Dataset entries

-=-=-

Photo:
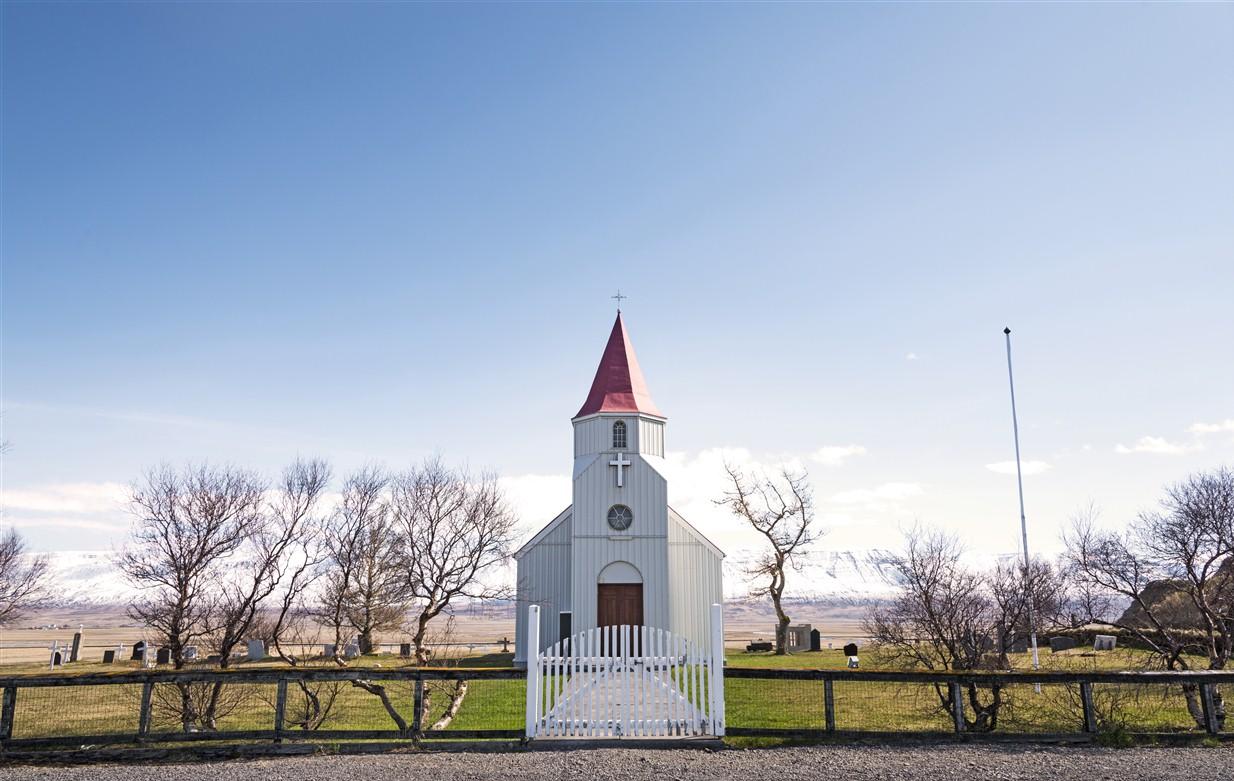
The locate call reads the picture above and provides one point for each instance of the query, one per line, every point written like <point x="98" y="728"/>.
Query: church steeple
<point x="618" y="385"/>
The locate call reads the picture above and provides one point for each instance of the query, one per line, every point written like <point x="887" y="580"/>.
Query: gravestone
<point x="256" y="650"/>
<point x="1061" y="644"/>
<point x="797" y="638"/>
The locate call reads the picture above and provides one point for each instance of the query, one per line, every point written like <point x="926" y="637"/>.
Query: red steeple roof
<point x="618" y="385"/>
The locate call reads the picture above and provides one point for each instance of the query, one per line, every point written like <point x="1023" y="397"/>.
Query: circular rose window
<point x="620" y="517"/>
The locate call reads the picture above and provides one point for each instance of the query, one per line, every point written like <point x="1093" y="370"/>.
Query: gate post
<point x="532" y="653"/>
<point x="1209" y="707"/>
<point x="717" y="669"/>
<point x="956" y="705"/>
<point x="829" y="703"/>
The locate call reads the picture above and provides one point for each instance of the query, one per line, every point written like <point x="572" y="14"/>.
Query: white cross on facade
<point x="620" y="462"/>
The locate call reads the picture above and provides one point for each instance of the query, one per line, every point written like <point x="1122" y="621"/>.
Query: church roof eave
<point x="544" y="532"/>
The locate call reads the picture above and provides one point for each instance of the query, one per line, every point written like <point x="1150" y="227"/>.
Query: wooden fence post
<point x="958" y="706"/>
<point x="1209" y="707"/>
<point x="829" y="703"/>
<point x="1090" y="716"/>
<point x="280" y="708"/>
<point x="143" y="719"/>
<point x="717" y="674"/>
<point x="417" y="717"/>
<point x="8" y="711"/>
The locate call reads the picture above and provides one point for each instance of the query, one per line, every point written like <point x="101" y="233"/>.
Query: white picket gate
<point x="626" y="682"/>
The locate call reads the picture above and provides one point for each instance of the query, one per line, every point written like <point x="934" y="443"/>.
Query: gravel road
<point x="933" y="763"/>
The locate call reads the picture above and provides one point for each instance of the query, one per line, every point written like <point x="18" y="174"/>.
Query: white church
<point x="618" y="554"/>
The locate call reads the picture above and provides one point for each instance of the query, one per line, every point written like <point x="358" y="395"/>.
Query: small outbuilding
<point x="618" y="554"/>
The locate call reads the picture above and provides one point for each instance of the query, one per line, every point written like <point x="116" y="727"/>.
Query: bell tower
<point x="620" y="515"/>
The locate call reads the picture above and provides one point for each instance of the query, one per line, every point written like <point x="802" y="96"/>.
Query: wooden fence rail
<point x="765" y="690"/>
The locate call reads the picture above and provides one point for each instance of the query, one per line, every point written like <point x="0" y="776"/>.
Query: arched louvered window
<point x="620" y="436"/>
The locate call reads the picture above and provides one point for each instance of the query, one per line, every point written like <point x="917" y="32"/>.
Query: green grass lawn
<point x="749" y="702"/>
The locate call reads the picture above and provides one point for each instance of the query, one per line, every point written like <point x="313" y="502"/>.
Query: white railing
<point x="627" y="681"/>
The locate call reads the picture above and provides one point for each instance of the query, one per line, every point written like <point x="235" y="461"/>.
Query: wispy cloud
<point x="25" y="522"/>
<point x="1156" y="446"/>
<point x="834" y="455"/>
<point x="885" y="497"/>
<point x="1212" y="428"/>
<point x="1029" y="468"/>
<point x="69" y="497"/>
<point x="126" y="416"/>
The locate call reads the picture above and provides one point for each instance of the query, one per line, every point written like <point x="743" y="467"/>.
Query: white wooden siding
<point x="695" y="581"/>
<point x="650" y="437"/>
<point x="595" y="434"/>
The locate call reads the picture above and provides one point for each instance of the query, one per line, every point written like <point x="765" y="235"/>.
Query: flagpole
<point x="1023" y="522"/>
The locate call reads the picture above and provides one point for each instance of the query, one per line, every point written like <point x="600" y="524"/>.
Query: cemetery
<point x="807" y="695"/>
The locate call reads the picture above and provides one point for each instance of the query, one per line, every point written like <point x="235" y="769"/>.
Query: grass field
<point x="749" y="702"/>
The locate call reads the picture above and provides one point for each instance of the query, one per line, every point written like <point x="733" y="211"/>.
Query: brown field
<point x="475" y="631"/>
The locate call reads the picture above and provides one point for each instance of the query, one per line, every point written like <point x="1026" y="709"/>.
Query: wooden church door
<point x="620" y="605"/>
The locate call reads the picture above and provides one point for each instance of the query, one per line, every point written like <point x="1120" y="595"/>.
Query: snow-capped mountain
<point x="91" y="578"/>
<point x="86" y="578"/>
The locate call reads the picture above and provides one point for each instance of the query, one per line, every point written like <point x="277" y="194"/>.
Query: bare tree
<point x="455" y="529"/>
<point x="784" y="513"/>
<point x="364" y="582"/>
<point x="1176" y="569"/>
<point x="188" y="526"/>
<point x="24" y="578"/>
<point x="207" y="550"/>
<point x="950" y="617"/>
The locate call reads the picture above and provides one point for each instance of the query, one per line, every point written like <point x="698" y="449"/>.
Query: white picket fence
<point x="626" y="682"/>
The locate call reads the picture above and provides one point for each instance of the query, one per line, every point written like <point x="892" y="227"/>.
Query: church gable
<point x="557" y="531"/>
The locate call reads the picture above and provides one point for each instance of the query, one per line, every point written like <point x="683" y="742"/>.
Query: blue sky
<point x="247" y="232"/>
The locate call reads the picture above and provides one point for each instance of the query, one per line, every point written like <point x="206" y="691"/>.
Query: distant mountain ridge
<point x="91" y="578"/>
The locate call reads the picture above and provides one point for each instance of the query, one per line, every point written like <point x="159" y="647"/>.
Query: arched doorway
<point x="620" y="596"/>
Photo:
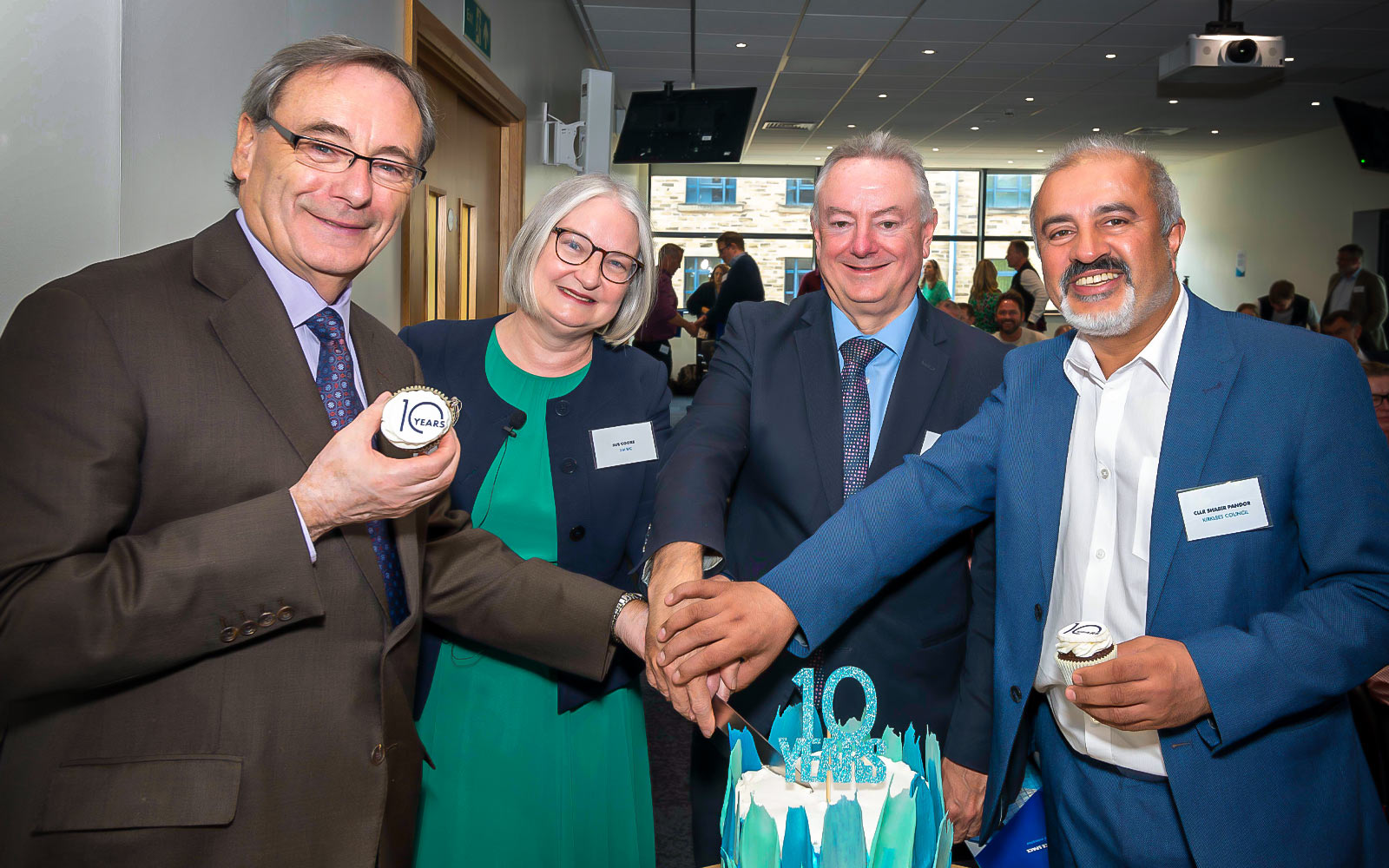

-=-=-

**YOUR TASK**
I would like an exact copy of the lines from the one holding "Query: distant mountain ridge" through the last line of the entries above, with the pictures left out.

**TASK RESPONSE**
Query: distant mountain ridge
<point x="91" y="578"/>
The locate call reads the picture above and provides one point for each instance of the query, one per line, every point written like <point x="159" y="647"/>.
Query: arched doorway
<point x="620" y="596"/>
Photo:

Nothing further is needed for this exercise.